Source data section start

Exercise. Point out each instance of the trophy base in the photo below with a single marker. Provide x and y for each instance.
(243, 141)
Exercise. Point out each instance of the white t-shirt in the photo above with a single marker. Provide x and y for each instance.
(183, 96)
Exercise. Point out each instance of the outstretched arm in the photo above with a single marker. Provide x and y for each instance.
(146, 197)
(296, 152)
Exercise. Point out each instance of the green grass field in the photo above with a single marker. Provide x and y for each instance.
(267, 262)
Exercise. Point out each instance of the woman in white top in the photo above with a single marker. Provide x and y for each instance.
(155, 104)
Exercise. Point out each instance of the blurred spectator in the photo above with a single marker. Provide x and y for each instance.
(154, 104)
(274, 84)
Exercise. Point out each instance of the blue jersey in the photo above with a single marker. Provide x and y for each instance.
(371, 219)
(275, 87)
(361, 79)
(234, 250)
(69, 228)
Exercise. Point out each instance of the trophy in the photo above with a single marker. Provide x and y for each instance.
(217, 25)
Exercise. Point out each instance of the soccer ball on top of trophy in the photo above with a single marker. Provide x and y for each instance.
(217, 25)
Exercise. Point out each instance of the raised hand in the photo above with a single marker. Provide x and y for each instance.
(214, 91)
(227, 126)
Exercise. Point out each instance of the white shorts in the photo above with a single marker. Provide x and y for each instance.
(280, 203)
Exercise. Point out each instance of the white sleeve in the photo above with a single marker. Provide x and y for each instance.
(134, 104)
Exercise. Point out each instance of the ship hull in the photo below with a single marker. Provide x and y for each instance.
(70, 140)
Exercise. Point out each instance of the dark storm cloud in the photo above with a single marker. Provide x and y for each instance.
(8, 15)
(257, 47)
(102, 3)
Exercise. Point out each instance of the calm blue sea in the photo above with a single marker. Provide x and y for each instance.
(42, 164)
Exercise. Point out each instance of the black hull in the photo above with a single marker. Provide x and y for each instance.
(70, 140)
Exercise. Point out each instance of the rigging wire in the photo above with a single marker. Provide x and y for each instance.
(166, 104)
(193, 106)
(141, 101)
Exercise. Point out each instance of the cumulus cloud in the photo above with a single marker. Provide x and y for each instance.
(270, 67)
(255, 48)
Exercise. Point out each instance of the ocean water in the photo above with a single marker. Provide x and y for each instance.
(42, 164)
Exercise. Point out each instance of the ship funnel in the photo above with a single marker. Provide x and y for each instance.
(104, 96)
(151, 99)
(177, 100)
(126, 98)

Source data section end
Source data section start

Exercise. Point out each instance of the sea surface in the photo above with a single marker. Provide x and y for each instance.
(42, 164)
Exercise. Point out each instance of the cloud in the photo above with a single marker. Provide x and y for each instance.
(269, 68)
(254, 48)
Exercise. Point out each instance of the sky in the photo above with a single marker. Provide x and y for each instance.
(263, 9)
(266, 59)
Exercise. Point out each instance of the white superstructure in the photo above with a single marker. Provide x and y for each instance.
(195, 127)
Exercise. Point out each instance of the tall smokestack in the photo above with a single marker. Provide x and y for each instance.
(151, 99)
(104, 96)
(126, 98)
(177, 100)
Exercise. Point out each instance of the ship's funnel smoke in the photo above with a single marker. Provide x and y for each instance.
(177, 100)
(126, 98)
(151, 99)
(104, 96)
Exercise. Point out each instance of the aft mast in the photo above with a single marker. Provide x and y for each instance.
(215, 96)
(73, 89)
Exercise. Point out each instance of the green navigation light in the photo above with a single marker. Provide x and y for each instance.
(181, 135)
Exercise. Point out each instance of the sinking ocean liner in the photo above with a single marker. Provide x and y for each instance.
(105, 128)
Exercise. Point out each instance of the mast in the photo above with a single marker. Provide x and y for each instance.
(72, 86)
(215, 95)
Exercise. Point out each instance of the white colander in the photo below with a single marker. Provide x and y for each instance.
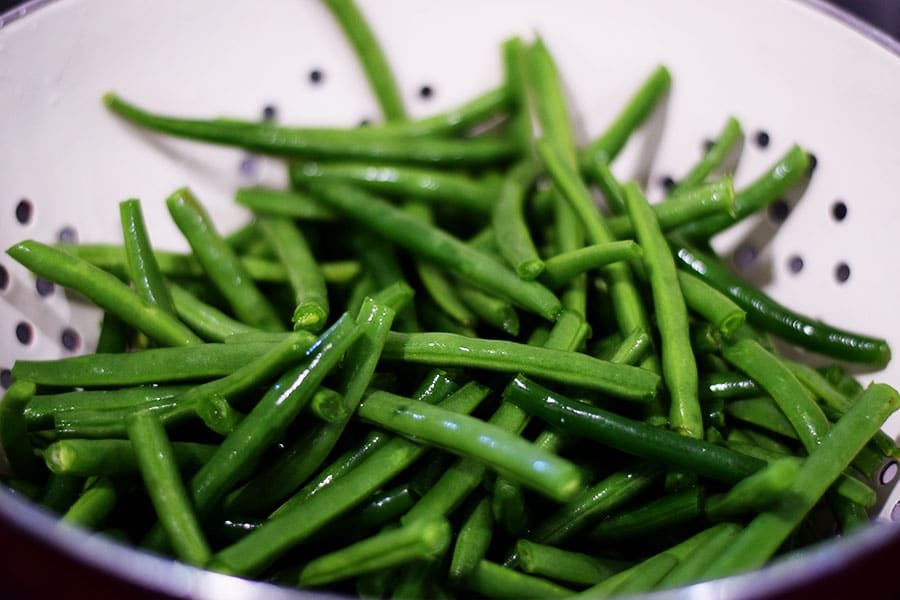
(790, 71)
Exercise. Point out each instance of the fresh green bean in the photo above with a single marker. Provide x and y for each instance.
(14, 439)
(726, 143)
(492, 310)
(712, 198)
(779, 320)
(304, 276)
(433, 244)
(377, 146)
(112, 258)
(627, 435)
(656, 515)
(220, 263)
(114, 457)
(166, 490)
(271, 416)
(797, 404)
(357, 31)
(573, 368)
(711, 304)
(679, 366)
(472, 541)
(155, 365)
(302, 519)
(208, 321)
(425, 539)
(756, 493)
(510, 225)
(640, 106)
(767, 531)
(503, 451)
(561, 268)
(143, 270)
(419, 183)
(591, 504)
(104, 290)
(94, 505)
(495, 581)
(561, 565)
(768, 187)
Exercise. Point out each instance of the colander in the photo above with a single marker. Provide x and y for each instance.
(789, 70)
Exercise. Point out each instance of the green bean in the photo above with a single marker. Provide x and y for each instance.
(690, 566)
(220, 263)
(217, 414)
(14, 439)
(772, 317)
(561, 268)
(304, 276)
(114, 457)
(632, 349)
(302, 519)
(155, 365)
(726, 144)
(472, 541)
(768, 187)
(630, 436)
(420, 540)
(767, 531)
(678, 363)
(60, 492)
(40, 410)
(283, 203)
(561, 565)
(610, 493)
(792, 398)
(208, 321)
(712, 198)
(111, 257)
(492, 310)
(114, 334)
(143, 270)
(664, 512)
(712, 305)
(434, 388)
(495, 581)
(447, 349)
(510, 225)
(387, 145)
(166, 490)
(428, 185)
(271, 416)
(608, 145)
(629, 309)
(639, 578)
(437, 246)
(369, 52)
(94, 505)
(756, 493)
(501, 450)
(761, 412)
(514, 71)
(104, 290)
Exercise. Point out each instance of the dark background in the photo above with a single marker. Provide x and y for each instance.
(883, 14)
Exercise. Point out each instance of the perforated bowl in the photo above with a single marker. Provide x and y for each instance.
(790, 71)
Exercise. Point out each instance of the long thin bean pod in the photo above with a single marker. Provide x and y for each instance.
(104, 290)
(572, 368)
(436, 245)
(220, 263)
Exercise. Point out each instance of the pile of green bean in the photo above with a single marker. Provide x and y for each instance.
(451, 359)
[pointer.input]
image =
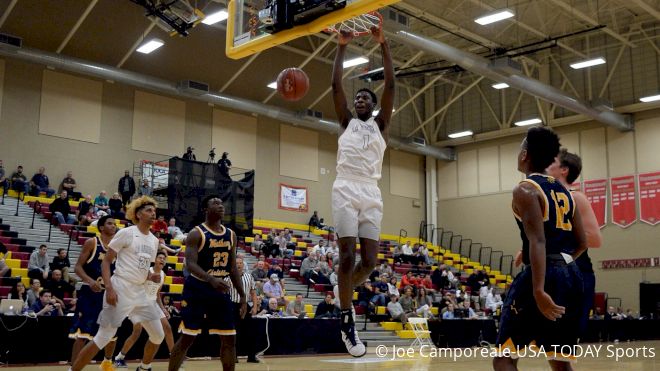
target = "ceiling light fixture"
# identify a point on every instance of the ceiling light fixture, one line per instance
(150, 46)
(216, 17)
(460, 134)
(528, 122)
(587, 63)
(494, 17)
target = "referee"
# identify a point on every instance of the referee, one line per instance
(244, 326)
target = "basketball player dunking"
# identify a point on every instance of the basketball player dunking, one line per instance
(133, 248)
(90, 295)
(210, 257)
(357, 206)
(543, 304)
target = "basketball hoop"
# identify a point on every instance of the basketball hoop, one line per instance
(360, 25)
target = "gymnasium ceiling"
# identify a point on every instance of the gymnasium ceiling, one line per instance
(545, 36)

Source data section end

What to do: For each line of the entries that contains the word "target", make a copy.

Solved problem:
target = "ceiling light fixture"
target = "referee"
target = "basketball player dunking"
target = "basketball hoop"
target = "gymnasium ceiling"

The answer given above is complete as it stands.